__Passage to read__
Summary
Chapter 7
Winter comes and the town digs in for the season. Miles Bjornstam, the jack-of-all-trades handyman, hires himself out to anyone who needed help. Most people in town either laugh at Miles or hate him; he is a true democrat who calls everyone by their first names. He is known as "The Red Swede" due to his suspected communist leanings. Although many of the inhabitants eschewed winter sports as "old fashioned" in the age of autos, Carol manages to organize a mid-November skating party but a bobsled expedition proves less successful. A skiing party also fails to inspire a follow-up. Still, she enjoys tramping through the countryside with Will on his hunting trips and she glories in the pristine beauty of the season. One night while Will is out on a house call and Bea is off she discovers that she has nothing really to do.
It is taboo for a doctor's wife to have a job, but Carol is a woman with a working brain and nothing to do with it. She had three choices: children, reform the town, or become part of the town by joining a church and all the societies. She wants children someday but not yet, the reforms are on hold but she vows to renew her efforts and, as for becoming part of the town, she isn't sure if the people really like her.
She resolves to attend a meeting of the Jolly Seventeen - the female social center of Gopher Prairie - bridge once a week, supper and bridge with husbands once a month, a dance twice a year. She attends a bridge game at Juanita Haydock's but, unable to play the game, she is marginalized. When she proffers her opinion that the Swede farmers are hard working and brave people the icy derision of the group is immediate. They are shocked to learn that she pays Bea six-dollars a week. Carol meets the town librarian whom she realizes is more interested in preserving the books than lending them. At home she runs to the bedroom and weeps in terror of the matrons.
Chapter 8
Carol decides to take an interest in her husband's business, but when she questions him at dinner she finds him uncommunicative and uninspired by his cases. Several days later Vida Sherwin explains, with good intentions, that the town perceives Carol as patronizing and showy. Carol is deeply affected and offended by the realization and barely appreciates Vida's assertion that the town would react the same way to anyone new. That evening Carol cautiously questions her husband as to whether or not she is accepted and he suggests that she should temper her critiques. Also, after proclaiming that in a small town a person is free to do what they want suggests, he suggests that she concentrate her business on his clients.

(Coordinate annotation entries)

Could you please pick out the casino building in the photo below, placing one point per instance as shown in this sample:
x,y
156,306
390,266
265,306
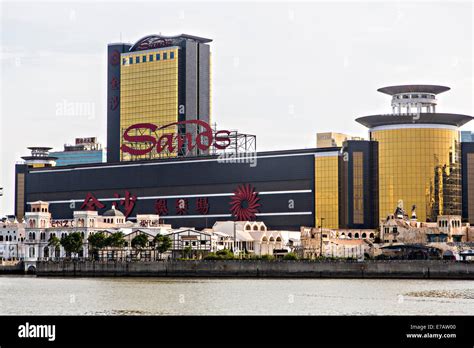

__Set of tasks__
(1) Please quote the chapter summary above word for word, starting at "She resolves to" and ending at "of the matrons.".
(2) According to the chapter summary, what nickname is Miles Bjornstam known by?

__Solutions to the problems__
(1)
She resolves to attend a meeting of the Jolly Seventeen - the female social center of Gopher Prairie - bridge once a week, supper and bridge with husbands once a month, a dance twice a year. She attends a bridge game at Juanita Haydock's but, unable to play the game, she is marginalized. When she proffers her opinion that the Swede farmers are hard working and brave people the icy derision of the group is immediate. They are shocked to learn that she pays Bea six-dollars a week. Carol meets the town librarian whom she realizes is more interested in preserving the books than lending them. At home she runs to the bedroom and weeps in terror of the matrons.

(2) "The Red Swede."